──────── STORED DATA ────────

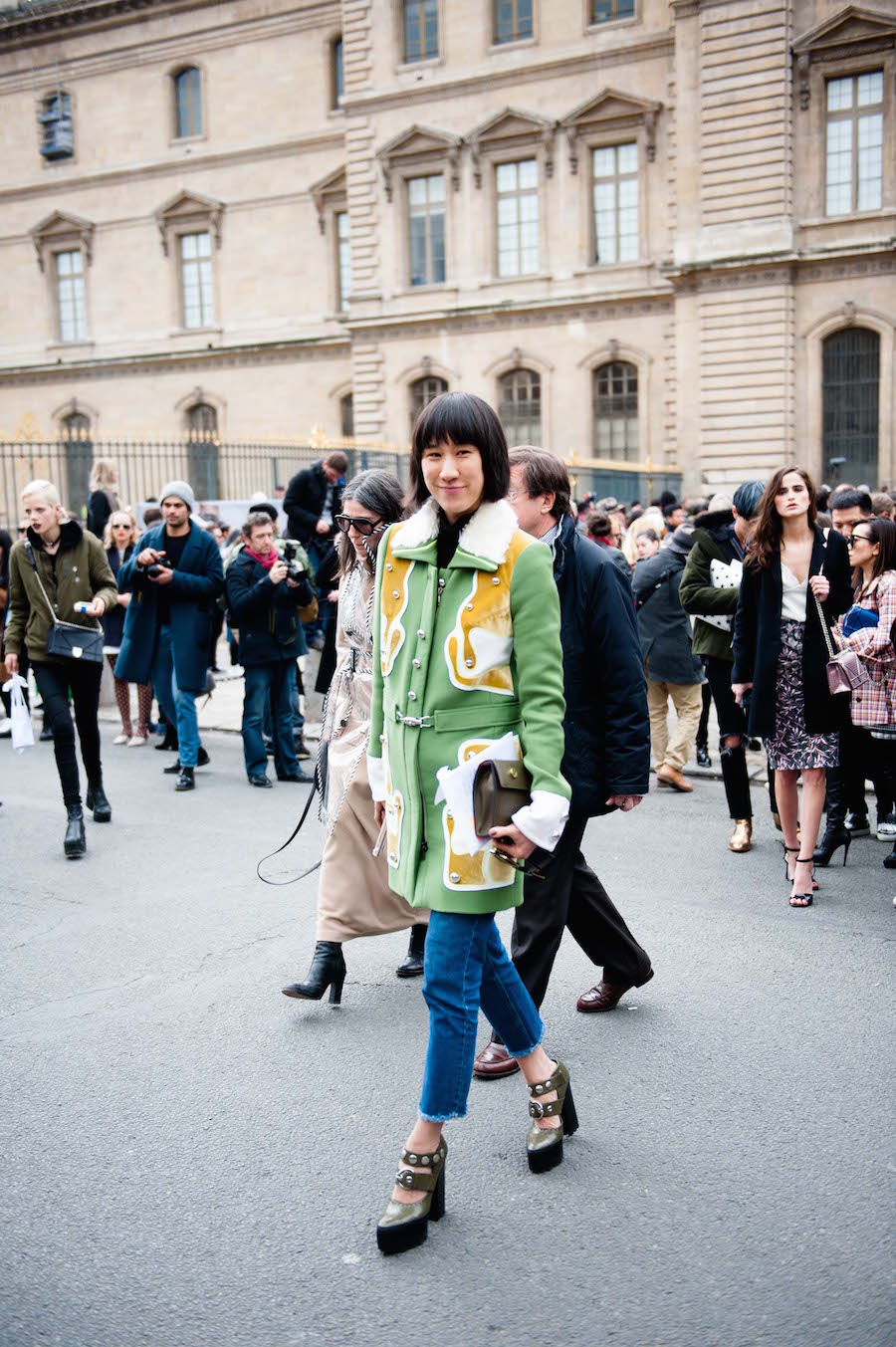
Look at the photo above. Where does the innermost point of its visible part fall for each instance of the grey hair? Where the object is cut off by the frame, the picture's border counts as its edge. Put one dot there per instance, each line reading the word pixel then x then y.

────────
──────── STORED DATA ────────

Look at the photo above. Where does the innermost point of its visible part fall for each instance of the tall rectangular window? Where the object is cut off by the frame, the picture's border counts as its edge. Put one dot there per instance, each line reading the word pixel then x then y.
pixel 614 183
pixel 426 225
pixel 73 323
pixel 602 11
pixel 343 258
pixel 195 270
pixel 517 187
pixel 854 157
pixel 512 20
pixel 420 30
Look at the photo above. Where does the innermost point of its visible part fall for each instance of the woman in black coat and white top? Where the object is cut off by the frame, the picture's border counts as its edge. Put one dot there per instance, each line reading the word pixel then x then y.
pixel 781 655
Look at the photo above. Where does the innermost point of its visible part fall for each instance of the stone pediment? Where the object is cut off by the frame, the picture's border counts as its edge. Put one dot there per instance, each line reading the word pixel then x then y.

────────

Go to the line with "of the woman" in the entries above and repeat every line from there through the line with "of the stone", exactly and with no other text.

_WRITTEN RESPONSE_
Look at the photo above. Where does the innermost point of its visible part fall for each instance of the woman in black coat and white top? Where the object is cut off by the frame, the picture's border counts as its edge. Put one dot there per instance, each line reading the word pixel then x then y.
pixel 781 655
Look at the photo above. Where does the innermost point of its visible part fall for each instance of the stone pediment? Where the object is cut off by the frame, the picture's border counts as its edge. Put one dot there per instance, each line reading the word pixel then x then y.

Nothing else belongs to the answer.